• Brano:
------------------------------------------------
Dal 1219, quando la chiesa fu affidata da papa Onorio III a san Domenico di Guzman e al suo ordine di frati predicatori che fece costruire il chiostro e l’attiguo convento. Ancora ai nostri giorni il complesso di Santa Sabina è il quartier generale dell’ordine dei domenicani. L’aspetto medievale della chiesa fu profondamente rimaneggiato nel corso dei restauri condotti da Domenico Fontana nel 1587, per volontà di papa Sisto V, e poi di Francesco Borromini nel 1643: si ebbero la demolizione della schola cantorum, dell’iconostasi, del ciborio e la costruzione di un nuovo altare maggiore con baldacchino. I restauri condotti in due fasi, 1914-19 e 1936-37 da Antonio Muñoz,  portarono al totale ripristino della chiesa: furono eliminate le sovrastrutture barocche della chiesa e la riportarono alle forme originarie, tanto che attualmente rappresenta il tipo più perfetto di basilica cristiana del V secolo. Il campanile originario risale al X secolo, ma è stato profondamente modificato dai restauri seicenteschi. Scavi archeologici condotti nell’ottocento avevano intanto individuato due piccoli templi dell’età arcaica, tratti delle mura serviane, edifici d’età repubblicana e imperiale trasformati nel II secolo d.C. in un santuario di Iside, resti di un impianto termale e quelli di una domus del III-IV secolo che qualcuno volle identificare come la residenza della famiglia di Sabina.
gli esterni
La chiesa non ha facciata: essa è inglobata nel nartece, uno dei quattro bracci dell'antico quadriportico, che si trova attualmente all'interno del monastero domenicano. Uno degli accessi è situato nel fianco della chiesa che presenta un portico con arcate su colonne sormontato dalle finestre della navata laterale destra; qui sono conservati numerosi resti della basilica medievale. Si giunge così all’atrio ad arcate sorrette da otto colonne di età romana: qui sono visibili due fronti di sarcofagi romani rilavorati come lapidi cristiane. In fondo all’atrio si trova una statua seicentesca di S. Rosa da Lima. Gli ingressi della chiesa sono ora due, perché il terzo venne chiuso nel XIII secolo per consentire la costruzione del campanile.
------------------------------------------------
Elenco
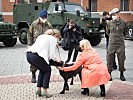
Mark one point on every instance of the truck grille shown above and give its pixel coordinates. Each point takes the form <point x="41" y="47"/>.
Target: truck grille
<point x="2" y="27"/>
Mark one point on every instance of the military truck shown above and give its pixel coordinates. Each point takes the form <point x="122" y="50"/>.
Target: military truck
<point x="129" y="34"/>
<point x="58" y="14"/>
<point x="8" y="33"/>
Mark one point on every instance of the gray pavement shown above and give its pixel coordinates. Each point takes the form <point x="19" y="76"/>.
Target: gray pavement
<point x="15" y="77"/>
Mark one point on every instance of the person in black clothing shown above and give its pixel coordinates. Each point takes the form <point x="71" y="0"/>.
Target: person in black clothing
<point x="73" y="32"/>
<point x="106" y="18"/>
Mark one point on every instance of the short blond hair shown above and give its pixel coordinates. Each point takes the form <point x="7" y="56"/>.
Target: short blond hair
<point x="86" y="44"/>
<point x="52" y="32"/>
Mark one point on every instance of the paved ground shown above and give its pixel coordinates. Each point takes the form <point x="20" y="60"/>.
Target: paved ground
<point x="15" y="78"/>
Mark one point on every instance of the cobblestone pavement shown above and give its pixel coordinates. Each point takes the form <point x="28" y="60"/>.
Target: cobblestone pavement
<point x="19" y="88"/>
<point x="15" y="78"/>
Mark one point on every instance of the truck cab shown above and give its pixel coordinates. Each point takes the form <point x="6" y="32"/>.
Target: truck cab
<point x="58" y="14"/>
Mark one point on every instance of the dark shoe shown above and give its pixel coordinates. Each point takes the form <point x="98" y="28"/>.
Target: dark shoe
<point x="85" y="91"/>
<point x="110" y="76"/>
<point x="122" y="76"/>
<point x="33" y="79"/>
<point x="38" y="93"/>
<point x="66" y="61"/>
<point x="102" y="87"/>
<point x="47" y="95"/>
<point x="114" y="68"/>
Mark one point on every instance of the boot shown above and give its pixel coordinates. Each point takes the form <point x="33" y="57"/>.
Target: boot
<point x="102" y="87"/>
<point x="110" y="76"/>
<point x="85" y="91"/>
<point x="122" y="76"/>
<point x="33" y="79"/>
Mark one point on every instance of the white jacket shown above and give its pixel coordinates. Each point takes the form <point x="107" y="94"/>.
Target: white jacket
<point x="45" y="47"/>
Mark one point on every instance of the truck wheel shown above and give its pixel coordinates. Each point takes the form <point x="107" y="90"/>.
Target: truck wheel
<point x="95" y="40"/>
<point x="23" y="35"/>
<point x="10" y="42"/>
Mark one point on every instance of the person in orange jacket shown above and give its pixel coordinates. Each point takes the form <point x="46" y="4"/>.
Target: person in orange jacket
<point x="94" y="70"/>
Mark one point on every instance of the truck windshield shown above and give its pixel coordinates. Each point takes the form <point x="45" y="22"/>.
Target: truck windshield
<point x="74" y="8"/>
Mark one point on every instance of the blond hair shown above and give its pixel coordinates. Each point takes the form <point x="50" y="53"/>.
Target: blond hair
<point x="86" y="45"/>
<point x="52" y="32"/>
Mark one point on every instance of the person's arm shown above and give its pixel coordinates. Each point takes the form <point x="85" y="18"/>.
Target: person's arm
<point x="30" y="35"/>
<point x="81" y="59"/>
<point x="66" y="28"/>
<point x="52" y="50"/>
<point x="79" y="32"/>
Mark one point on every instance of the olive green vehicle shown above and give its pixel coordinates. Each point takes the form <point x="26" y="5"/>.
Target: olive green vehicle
<point x="58" y="14"/>
<point x="8" y="33"/>
<point x="129" y="33"/>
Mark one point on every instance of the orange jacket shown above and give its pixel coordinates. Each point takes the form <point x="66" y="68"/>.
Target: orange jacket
<point x="94" y="71"/>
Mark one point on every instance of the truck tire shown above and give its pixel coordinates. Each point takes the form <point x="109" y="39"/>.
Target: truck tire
<point x="10" y="42"/>
<point x="95" y="40"/>
<point x="23" y="35"/>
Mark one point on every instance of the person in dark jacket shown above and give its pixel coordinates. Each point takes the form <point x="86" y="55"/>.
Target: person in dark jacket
<point x="73" y="32"/>
<point x="105" y="20"/>
<point x="117" y="30"/>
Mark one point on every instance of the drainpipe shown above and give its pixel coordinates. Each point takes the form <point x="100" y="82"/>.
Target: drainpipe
<point x="0" y="6"/>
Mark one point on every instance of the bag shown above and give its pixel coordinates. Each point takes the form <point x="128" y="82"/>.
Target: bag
<point x="55" y="63"/>
<point x="67" y="44"/>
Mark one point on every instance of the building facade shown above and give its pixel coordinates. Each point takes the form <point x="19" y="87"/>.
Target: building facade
<point x="97" y="6"/>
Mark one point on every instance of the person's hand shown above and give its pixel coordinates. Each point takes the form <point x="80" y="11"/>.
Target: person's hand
<point x="70" y="27"/>
<point x="60" y="68"/>
<point x="74" y="29"/>
<point x="28" y="46"/>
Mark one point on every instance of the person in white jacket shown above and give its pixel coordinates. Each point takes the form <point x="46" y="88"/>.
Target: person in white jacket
<point x="39" y="54"/>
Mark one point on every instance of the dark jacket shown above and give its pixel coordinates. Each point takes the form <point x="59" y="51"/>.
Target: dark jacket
<point x="103" y="25"/>
<point x="75" y="36"/>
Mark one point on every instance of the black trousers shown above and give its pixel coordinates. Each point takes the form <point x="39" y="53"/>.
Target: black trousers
<point x="44" y="69"/>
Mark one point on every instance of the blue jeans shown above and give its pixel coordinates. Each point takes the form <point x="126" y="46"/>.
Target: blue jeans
<point x="44" y="69"/>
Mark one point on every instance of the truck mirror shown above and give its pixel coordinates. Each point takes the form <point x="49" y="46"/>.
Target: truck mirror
<point x="78" y="13"/>
<point x="56" y="7"/>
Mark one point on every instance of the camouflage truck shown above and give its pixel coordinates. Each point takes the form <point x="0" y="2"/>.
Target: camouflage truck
<point x="58" y="14"/>
<point x="129" y="34"/>
<point x="8" y="33"/>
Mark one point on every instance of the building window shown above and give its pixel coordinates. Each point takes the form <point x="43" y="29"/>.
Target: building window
<point x="124" y="5"/>
<point x="94" y="5"/>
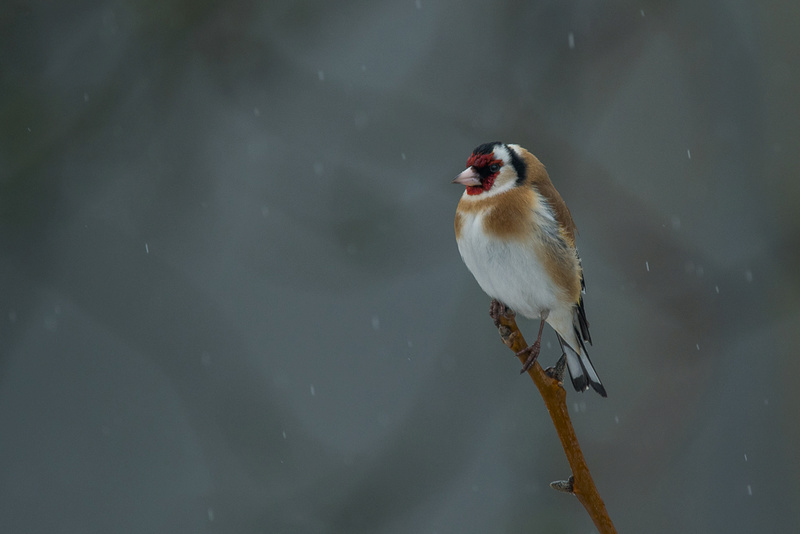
------------------------------------------------
• Esercizio: Prosegui il brano sulla basilica di Santa Sabina, riprendendo subito dopo la sua ultima frase. Per questo lavoro l'elenco non serve.

• Risposta attesa:
L'ingresso principale è chiuso da un portale ligneo risalente al V secolo, che costituisce il più antico esempio di scultura lignea paleocristiana; in origine era costituita da 28 riquadri ma ne sono rimasti 18, tra i quali vi è quello raffigurante la crocefissione, che è la più antica raffigurazione conosciuta di questo evento. Vi sono rappresentate scene dall'Antico e dal Nuovo Testamento, fra cui le storie di Mosè, di Elia, dell'Epifania, dei miracoli di Cristo, della Crocifissione e dell'Ascensione.

gli interni
L’interno della chiesa è a tre navate, divise da ventiquattro colonne corinzie scanalate che reggono archi. Su questi corre un fregio a marmi policromi d’età romana. Su ogni colonna sono insegne militari sormontate da una croce, a simboleggiare la superiore autorità della Chiesa sul potere imperiale. Sulla controfacciata vi è una grande decorazione a mosaico policromo, che riporta una iscrizione metrica a lettere d’oro, della quale è ritenuto autore s. Paolino da Nola, con la menzione di papa Celestino I e di Pietro d’Illiria. Ai lati dell’iscrizione vi  sono due grandi figure femminili simboleggianti l’Ecclesia di origine ebraica, che ha in mano l’Antico Testamento, e l’Ecclesia di origine pagana, che reca il Nuovo Testamento. Il mosaico era completato, in origine, lungo le pareti della navata, da figure di apostoli ed evangelisti, mentre sull’arco trionfale si trovavano le figure, ricostruite con affreschi moderni, della Gerusalemme terrena e celeste e del Cristo con gli Apostoli e i quattro evangelisti.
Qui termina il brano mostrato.